===== Data supplied
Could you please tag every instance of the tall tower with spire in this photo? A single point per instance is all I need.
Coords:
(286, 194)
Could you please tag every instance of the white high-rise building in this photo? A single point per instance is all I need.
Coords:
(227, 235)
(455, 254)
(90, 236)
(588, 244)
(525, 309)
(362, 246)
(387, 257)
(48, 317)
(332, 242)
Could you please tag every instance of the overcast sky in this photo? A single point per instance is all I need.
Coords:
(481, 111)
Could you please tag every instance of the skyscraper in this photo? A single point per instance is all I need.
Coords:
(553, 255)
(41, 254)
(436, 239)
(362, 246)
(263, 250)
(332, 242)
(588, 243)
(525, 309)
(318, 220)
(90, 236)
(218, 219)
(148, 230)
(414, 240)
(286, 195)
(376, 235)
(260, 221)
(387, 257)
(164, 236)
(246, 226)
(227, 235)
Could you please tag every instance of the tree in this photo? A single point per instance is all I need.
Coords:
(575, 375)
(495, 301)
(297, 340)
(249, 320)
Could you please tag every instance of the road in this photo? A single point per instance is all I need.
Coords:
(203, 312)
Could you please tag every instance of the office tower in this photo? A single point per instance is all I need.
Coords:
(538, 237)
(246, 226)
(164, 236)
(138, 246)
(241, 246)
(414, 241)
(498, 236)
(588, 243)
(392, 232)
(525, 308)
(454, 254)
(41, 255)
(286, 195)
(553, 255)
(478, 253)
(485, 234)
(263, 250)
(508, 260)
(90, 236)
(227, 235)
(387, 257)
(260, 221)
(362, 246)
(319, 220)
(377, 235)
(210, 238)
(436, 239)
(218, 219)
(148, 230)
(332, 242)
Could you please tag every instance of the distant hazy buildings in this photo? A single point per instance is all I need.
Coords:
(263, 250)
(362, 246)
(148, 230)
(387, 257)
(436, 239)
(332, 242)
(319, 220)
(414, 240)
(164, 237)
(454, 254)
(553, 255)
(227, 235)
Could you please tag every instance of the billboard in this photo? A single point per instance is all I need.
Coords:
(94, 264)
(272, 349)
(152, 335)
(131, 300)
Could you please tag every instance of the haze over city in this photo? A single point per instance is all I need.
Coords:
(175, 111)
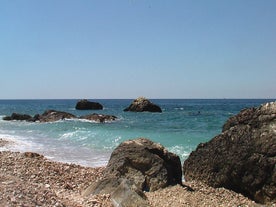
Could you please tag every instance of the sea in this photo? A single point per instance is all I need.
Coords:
(183, 124)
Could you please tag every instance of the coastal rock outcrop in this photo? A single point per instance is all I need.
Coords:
(101, 118)
(18, 117)
(242, 158)
(84, 104)
(144, 164)
(142, 104)
(53, 115)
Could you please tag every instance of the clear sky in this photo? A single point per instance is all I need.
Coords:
(130, 48)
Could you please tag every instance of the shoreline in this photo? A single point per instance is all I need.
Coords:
(30, 179)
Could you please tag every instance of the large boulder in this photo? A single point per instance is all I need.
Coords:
(53, 115)
(88, 105)
(142, 104)
(136, 166)
(99, 117)
(242, 158)
(146, 164)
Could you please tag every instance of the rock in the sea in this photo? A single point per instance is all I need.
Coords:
(142, 104)
(99, 117)
(242, 158)
(53, 115)
(88, 105)
(19, 117)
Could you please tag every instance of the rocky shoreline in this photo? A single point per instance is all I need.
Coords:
(29, 179)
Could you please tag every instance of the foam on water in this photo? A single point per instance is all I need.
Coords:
(180, 128)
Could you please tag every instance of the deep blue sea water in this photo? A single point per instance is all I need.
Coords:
(183, 124)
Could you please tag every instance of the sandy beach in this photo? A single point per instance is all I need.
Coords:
(29, 179)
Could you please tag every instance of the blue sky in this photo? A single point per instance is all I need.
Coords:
(131, 48)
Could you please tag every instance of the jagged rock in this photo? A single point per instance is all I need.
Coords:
(99, 117)
(19, 117)
(145, 163)
(88, 105)
(142, 104)
(136, 166)
(242, 158)
(53, 115)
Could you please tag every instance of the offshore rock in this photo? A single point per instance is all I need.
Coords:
(142, 104)
(18, 117)
(242, 158)
(101, 118)
(88, 105)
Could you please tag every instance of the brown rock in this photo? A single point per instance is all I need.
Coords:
(88, 105)
(142, 104)
(53, 115)
(99, 117)
(242, 158)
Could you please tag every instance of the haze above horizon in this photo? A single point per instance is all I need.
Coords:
(96, 49)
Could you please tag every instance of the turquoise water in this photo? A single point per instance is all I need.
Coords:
(183, 124)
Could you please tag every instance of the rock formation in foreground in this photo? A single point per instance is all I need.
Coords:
(142, 104)
(242, 158)
(88, 105)
(136, 166)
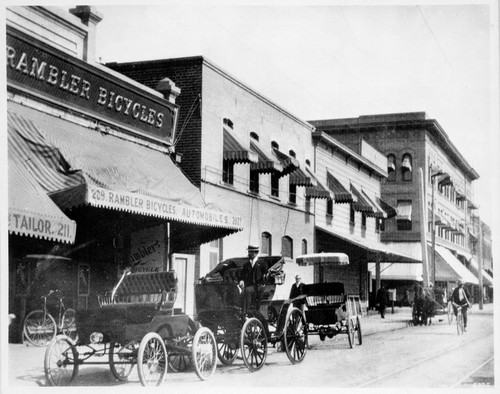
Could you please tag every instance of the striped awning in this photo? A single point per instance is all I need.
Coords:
(362, 204)
(340, 193)
(265, 164)
(31, 211)
(234, 150)
(289, 163)
(77, 165)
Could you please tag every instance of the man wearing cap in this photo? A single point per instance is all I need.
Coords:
(298, 288)
(460, 297)
(253, 278)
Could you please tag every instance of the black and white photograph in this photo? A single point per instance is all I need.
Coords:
(262, 196)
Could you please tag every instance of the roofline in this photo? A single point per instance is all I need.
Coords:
(401, 119)
(324, 137)
(225, 74)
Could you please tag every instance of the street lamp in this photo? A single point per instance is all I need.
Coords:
(433, 228)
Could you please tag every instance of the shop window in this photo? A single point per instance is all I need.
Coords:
(254, 182)
(304, 246)
(228, 172)
(266, 243)
(406, 168)
(391, 168)
(287, 247)
(292, 194)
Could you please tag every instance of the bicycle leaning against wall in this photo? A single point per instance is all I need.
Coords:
(40, 327)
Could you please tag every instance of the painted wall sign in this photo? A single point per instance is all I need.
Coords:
(35, 67)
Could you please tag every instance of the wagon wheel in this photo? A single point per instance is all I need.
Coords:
(204, 353)
(152, 360)
(295, 336)
(69, 324)
(253, 344)
(227, 350)
(39, 328)
(177, 362)
(122, 360)
(61, 361)
(358, 328)
(350, 332)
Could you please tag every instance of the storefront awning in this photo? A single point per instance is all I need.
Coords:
(450, 269)
(264, 164)
(340, 193)
(234, 150)
(397, 271)
(77, 166)
(362, 204)
(31, 211)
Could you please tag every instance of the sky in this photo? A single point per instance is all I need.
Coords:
(327, 59)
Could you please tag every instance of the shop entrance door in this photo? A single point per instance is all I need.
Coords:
(183, 264)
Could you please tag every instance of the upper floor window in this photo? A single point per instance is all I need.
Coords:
(406, 167)
(391, 168)
(287, 247)
(266, 249)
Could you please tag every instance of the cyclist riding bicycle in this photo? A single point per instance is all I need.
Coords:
(460, 297)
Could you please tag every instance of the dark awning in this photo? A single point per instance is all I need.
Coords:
(31, 211)
(389, 209)
(234, 150)
(341, 194)
(77, 166)
(362, 204)
(264, 164)
(289, 163)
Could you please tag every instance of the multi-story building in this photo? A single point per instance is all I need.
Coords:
(414, 144)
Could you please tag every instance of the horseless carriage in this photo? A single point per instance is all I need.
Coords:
(329, 311)
(249, 329)
(135, 325)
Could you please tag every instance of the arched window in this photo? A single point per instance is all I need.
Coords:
(406, 167)
(391, 168)
(266, 242)
(287, 247)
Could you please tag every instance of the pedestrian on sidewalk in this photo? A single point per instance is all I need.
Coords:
(382, 300)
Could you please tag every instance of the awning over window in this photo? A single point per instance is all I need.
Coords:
(340, 193)
(31, 211)
(234, 150)
(398, 271)
(450, 269)
(301, 177)
(264, 164)
(388, 208)
(362, 204)
(80, 166)
(404, 210)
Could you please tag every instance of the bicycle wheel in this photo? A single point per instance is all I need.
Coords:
(460, 323)
(69, 324)
(39, 328)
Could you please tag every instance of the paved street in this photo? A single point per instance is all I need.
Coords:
(393, 354)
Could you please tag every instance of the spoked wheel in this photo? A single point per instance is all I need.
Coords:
(295, 336)
(152, 360)
(204, 353)
(69, 324)
(39, 328)
(61, 361)
(350, 332)
(358, 329)
(253, 344)
(122, 360)
(450, 313)
(227, 348)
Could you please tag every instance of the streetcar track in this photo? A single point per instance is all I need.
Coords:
(434, 356)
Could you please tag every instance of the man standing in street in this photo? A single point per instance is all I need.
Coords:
(253, 278)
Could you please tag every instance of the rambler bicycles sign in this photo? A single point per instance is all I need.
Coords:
(38, 69)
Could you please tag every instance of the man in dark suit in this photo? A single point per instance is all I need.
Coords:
(253, 278)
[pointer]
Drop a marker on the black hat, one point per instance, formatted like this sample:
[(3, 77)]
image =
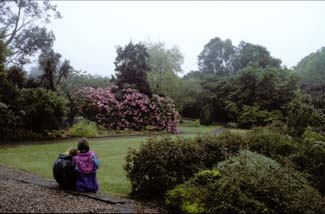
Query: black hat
[(83, 145)]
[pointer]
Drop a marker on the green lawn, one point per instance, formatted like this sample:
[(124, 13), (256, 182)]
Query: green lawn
[(111, 176)]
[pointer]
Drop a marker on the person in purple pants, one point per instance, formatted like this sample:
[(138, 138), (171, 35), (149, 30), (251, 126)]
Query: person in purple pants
[(86, 163)]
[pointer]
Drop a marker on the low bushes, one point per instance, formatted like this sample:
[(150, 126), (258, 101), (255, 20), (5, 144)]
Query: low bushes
[(84, 128), (270, 143), (160, 164), (248, 183)]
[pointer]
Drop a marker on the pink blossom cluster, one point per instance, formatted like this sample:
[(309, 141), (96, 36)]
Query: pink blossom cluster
[(133, 110)]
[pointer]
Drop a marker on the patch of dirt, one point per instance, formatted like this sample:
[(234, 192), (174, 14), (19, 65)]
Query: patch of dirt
[(23, 192)]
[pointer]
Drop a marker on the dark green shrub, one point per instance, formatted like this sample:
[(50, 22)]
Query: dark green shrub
[(301, 114), (207, 114), (271, 144), (311, 158), (43, 110), (232, 125), (254, 116), (248, 183), (9, 121), (160, 164), (278, 127), (218, 148), (84, 128)]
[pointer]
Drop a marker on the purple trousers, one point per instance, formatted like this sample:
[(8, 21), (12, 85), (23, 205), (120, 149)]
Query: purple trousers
[(87, 183)]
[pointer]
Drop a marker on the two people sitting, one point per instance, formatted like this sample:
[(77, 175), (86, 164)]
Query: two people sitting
[(76, 169)]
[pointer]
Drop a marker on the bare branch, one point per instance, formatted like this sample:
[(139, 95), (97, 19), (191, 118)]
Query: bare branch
[(16, 25)]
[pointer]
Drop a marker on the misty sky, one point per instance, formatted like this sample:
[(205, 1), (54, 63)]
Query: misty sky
[(89, 32)]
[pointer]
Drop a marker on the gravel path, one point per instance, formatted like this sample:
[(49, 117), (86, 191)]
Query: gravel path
[(24, 192)]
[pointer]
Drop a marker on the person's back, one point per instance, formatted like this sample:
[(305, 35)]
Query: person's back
[(86, 163), (63, 170)]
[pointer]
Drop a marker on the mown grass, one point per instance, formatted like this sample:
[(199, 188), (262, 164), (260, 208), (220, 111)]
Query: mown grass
[(39, 159)]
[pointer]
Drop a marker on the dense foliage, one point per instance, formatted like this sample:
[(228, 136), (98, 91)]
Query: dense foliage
[(255, 96), (248, 183), (127, 109), (160, 164), (131, 65)]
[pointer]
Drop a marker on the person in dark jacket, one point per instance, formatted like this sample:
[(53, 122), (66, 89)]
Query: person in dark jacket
[(86, 165), (64, 169)]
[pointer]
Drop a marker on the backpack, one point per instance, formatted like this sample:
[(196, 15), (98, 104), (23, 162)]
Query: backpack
[(85, 162)]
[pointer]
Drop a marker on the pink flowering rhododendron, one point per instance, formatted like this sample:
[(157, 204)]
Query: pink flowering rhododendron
[(133, 111)]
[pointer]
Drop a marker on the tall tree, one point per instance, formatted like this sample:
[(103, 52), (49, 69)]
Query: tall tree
[(22, 24), (311, 69), (131, 66), (249, 54), (216, 57), (52, 68), (164, 65), (223, 59)]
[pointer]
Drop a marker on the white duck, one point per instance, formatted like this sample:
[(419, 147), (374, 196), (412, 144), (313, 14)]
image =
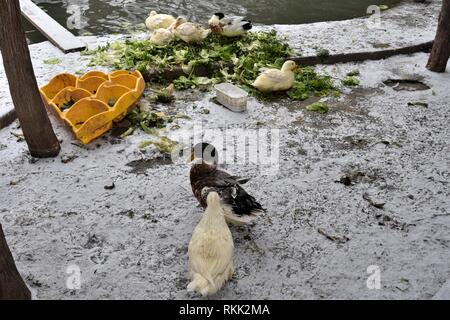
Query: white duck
[(210, 250), (158, 20), (161, 37), (276, 80), (190, 32), (229, 26)]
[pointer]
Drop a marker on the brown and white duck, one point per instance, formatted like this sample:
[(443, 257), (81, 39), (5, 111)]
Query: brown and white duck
[(240, 208)]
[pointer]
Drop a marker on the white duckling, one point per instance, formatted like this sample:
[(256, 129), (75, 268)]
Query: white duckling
[(210, 250), (190, 32), (276, 80), (161, 37), (158, 20), (229, 26)]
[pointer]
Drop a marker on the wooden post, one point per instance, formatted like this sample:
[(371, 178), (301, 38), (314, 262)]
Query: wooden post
[(30, 109), (441, 49), (12, 286)]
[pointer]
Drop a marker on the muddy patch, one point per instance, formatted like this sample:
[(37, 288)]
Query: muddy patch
[(141, 166), (406, 85)]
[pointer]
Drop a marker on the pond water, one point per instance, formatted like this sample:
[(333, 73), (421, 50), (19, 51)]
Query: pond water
[(97, 17)]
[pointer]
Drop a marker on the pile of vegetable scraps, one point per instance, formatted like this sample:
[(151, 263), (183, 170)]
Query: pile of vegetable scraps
[(234, 60)]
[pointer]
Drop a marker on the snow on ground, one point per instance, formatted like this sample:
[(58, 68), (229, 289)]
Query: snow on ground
[(319, 235)]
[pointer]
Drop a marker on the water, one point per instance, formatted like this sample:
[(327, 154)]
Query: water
[(98, 17)]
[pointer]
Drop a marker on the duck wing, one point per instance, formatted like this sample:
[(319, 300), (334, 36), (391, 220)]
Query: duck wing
[(275, 75), (231, 193)]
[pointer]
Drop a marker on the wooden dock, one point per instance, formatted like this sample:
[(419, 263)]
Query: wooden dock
[(52, 30)]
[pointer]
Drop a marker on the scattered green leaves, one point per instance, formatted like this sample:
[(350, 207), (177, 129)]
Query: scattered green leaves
[(351, 82), (147, 120), (322, 53), (318, 107), (238, 61)]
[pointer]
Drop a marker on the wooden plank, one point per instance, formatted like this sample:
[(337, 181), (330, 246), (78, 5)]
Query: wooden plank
[(52, 30), (361, 56)]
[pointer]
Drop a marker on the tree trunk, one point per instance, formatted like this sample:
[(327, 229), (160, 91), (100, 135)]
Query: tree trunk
[(441, 48), (28, 103), (12, 286)]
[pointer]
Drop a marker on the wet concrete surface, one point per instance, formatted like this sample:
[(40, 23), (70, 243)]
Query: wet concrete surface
[(366, 184)]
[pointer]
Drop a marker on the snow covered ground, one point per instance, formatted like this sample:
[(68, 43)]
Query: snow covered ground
[(326, 223)]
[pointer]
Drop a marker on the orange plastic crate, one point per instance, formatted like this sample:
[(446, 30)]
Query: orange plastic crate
[(91, 103)]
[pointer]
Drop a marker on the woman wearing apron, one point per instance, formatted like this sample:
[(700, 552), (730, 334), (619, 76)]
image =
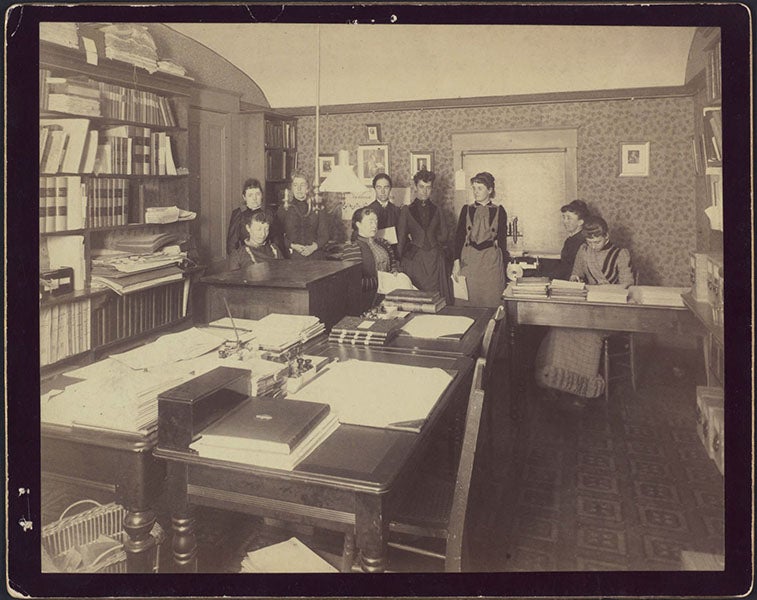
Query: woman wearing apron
[(481, 245)]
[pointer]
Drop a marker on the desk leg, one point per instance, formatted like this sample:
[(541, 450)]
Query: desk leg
[(140, 546), (371, 528)]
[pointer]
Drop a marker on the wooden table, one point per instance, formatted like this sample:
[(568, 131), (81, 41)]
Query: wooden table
[(119, 462), (580, 314), (324, 288), (350, 483)]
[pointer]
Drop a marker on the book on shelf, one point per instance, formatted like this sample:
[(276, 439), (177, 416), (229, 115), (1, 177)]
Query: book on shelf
==========
> **Task to carry out**: Pull out all lines from the entries above in which the word "shelf" appears.

> **Exercise solution**:
Drop a marker on the book on shelf, one point per instance, formatted like this sample:
Query: book on shelf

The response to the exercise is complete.